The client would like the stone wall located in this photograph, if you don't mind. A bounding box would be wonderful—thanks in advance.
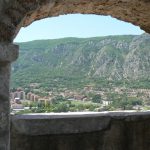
[11,112,150,150]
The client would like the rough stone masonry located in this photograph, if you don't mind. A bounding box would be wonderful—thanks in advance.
[0,0,150,150]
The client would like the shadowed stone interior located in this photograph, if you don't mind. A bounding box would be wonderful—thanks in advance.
[0,0,150,42]
[0,0,150,150]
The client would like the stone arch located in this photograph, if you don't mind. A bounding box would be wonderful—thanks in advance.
[0,0,150,42]
[0,0,150,150]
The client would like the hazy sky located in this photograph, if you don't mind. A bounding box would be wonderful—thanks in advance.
[15,14,144,42]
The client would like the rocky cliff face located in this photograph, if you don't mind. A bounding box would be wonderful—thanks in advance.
[12,34,150,88]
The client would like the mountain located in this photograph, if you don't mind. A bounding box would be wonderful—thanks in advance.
[12,33,150,86]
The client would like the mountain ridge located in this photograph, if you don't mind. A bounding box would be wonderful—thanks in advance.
[12,34,150,88]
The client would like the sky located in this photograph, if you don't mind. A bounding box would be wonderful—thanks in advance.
[14,14,144,42]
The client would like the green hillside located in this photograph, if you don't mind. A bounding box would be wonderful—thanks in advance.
[11,34,150,90]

################

Copy out all the items above with "photograph" swapped for "image" and everything else left as it is. Omit the pictures.

The client would like the stone wall located in this image, if you don't mind. A bounding box would be wonderful—thanks in advance.
[11,112,150,150]
The client would like the rough stone masonry located in this image, if you don't mind. A bounding box would be wonderful—thanks in advance.
[0,0,150,150]
The client would like the shadowed stone interior located in this image, if you don't mind. A bounding box would be wonderful—thanks in advance.
[0,0,150,42]
[0,0,150,150]
The client would like the stone arch located in this image, if you don't mind. A bounding box would be wonderful—thanks in advance.
[0,0,150,42]
[0,0,150,150]
The client would like the hazy sky located in this image, if you don't mind. A bounding box would be wonderful—thanks in advance.
[15,14,144,42]
The client would like the rocky cliff face located in this image, if you don't mind. A bounding box would be wonderful—thanks in advance.
[12,34,150,88]
The client would like the mountain located in this image, if you don't mind. A bounding box would be wonderful—thanks in advance.
[12,33,150,86]
The client would like the mountain ridge located in this image, if you don't mind. A bounding box would be wonderful—thanks in advance.
[12,34,150,88]
The client would like the sky located in this image, if you don't mind. A bounding box would be wonderful—thanks in advance.
[14,14,144,42]
The client would like the green hillside located in this image, if you don't mind. A bounding box would be wonderful—thanks in advance.
[11,34,150,90]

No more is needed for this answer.